» **Given task A**
Please repeat the forum thread below in full, word for word.
=== Source excerpt ===
I carry a credit card size Micro-SD card holder in my wallet. I can carry literally thousands of Hi-Res albums with me at all times. My Fiio X3 never runs out of music to play.


----------



## MatthewWeflen (Jan 24, 2019)

90% of my listening is done on my Sony MDR-Z1R headphones, fed my my WM1A Walkman. 10% is done while cooking in the kitchen on a Bose SoundTouch 20 stereo speaker, fed by a NW-A45 Walkman.

All of my music collection is locally stored on SD cards (backed up on hard drive). It consists of FLAC rips from CDs and downloads from Presto Classical.

I have not tried streaming yet. Occasionally I will listen to a bit of music on YouTube, but mainly in order to preview it before purchase.


----------



## KevinJS (Sep 24, 2021)

Depends where I am:

Streaming: What's streaming?

At home: CD or vinyl (and occasionally, cassette or reel to reel)

In my truck: CDs ripped to iTunes and transferred to an old iPhone with a vast amount of storage (10,000+ songs and still going strong), played over the truck's sound system via BlueTooth.
===
» **Given task B**
Identify each line in the rows below that contains the string "engine" and copy those lines. Case counts when matching.
=== Data entries ===
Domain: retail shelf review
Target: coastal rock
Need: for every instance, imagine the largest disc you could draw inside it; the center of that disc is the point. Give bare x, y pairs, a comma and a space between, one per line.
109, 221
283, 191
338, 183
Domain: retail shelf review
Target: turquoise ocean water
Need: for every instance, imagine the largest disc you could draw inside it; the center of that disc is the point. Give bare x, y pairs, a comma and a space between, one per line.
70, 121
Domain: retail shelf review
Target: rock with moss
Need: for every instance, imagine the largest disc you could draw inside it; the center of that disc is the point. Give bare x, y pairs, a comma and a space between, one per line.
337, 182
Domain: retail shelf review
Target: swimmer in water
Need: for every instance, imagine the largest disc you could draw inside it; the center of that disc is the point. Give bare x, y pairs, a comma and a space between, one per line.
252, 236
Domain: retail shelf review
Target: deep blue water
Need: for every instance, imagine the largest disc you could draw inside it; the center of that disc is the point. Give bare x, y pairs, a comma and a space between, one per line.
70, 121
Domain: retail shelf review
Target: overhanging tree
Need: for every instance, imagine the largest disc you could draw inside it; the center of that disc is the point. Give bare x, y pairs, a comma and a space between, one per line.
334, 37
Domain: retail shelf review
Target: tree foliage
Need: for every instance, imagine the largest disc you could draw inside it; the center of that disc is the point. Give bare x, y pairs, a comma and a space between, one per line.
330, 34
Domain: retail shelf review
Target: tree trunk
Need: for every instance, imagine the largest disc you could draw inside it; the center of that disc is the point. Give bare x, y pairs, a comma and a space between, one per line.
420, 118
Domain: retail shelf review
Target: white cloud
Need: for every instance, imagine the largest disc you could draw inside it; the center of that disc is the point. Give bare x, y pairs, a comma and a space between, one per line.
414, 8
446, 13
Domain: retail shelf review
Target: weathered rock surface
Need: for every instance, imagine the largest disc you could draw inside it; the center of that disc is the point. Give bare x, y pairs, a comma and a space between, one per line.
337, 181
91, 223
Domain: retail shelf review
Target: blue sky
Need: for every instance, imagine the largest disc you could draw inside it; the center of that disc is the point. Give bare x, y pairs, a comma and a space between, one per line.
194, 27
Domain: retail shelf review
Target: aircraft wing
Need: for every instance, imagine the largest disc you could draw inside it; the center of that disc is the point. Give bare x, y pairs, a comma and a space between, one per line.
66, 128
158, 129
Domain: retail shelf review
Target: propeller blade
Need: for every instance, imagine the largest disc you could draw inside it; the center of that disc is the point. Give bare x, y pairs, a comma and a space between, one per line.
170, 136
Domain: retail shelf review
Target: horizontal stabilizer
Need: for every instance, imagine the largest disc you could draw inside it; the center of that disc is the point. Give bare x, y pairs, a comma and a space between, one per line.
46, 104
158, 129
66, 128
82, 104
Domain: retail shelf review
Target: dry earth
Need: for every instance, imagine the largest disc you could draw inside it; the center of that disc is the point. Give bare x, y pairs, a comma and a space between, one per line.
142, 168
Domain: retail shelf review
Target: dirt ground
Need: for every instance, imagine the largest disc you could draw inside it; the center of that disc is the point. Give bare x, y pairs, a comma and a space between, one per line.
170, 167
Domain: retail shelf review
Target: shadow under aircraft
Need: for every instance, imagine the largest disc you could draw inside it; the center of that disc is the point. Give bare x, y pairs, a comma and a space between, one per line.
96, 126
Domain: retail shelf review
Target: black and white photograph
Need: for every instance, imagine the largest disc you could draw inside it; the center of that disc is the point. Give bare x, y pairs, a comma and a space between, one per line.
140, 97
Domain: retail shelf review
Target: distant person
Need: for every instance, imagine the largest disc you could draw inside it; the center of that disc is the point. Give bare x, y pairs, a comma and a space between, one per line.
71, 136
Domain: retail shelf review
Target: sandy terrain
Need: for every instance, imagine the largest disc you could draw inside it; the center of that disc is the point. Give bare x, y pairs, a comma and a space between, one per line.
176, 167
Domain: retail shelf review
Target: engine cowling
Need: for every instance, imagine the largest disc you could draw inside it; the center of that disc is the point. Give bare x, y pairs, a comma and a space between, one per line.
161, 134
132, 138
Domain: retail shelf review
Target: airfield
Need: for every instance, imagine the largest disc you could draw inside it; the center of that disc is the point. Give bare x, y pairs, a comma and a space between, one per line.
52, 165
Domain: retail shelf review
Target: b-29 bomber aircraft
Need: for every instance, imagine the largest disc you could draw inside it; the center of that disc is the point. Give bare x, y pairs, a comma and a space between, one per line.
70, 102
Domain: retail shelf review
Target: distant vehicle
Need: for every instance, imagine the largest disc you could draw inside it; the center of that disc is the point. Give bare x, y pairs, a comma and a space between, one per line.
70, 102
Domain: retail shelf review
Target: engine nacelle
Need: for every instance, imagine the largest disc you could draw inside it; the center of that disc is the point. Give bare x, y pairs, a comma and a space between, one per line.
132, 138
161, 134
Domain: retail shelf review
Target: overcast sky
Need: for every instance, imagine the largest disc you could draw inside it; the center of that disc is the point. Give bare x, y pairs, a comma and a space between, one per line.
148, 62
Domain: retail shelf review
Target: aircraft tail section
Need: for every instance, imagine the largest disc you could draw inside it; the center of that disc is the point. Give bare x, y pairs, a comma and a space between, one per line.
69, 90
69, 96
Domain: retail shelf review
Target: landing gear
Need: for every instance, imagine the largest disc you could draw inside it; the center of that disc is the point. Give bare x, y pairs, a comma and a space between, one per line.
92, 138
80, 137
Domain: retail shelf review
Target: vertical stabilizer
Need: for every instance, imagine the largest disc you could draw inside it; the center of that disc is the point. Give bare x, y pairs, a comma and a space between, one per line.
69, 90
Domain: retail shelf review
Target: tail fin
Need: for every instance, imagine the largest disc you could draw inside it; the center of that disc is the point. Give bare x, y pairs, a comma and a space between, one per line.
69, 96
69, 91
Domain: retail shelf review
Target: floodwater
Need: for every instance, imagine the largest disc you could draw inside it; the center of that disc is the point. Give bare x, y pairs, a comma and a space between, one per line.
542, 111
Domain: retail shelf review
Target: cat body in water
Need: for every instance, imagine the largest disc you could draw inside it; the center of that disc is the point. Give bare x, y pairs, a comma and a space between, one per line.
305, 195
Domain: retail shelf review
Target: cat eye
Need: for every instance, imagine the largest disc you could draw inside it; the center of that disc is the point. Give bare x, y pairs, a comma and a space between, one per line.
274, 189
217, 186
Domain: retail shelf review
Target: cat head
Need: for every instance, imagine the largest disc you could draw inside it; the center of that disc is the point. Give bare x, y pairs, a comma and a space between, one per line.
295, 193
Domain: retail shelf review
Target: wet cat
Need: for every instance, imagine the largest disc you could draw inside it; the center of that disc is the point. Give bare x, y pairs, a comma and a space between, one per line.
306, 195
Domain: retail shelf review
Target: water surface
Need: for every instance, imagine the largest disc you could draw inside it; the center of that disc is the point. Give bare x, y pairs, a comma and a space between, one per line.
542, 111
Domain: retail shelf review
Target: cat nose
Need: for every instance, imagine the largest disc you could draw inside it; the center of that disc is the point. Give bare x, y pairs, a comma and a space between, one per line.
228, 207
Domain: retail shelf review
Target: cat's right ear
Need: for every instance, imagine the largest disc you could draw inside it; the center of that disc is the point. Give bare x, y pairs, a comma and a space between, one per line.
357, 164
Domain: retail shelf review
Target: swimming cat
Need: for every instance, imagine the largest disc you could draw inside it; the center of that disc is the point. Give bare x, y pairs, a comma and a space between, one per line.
===
» **Solution A**
I carry a credit card size Micro-SD card holder in my wallet. I can carry literally thousands of Hi-Res albums with me at all times. My Fiio X3 never runs out of music to play.


----------



## MatthewWeflen (Jan 24, 2019)

90% of my listening is done on my Sony MDR-Z1R headphones, fed my my WM1A Walkman. 10% is done while cooking in the kitchen on a Bose SoundTouch 20 stereo speaker, fed by a NW-A45 Walkman.

All of my music collection is locally stored on SD cards (backed up on hard drive). It consists of FLAC rips from CDs and downloads from Presto Classical.

I have not tried streaming yet. Occasionally I will listen to a bit of music on YouTube, but mainly in order to preview it before purchase.


----------



## KevinJS (Sep 24, 2021)

Depends where I am:

Streaming: What's streaming?

At home: CD or vinyl (and occasionally, cassette or reel to reel)

In my truck: CDs ripped to iTunes and transferred to an old iPhone with a vast amount of storage (10,000+ songs and still going strong), played over the truck's sound system via BlueTooth.

» **Solution B**
Target: engine cowling
Target: engine nacelle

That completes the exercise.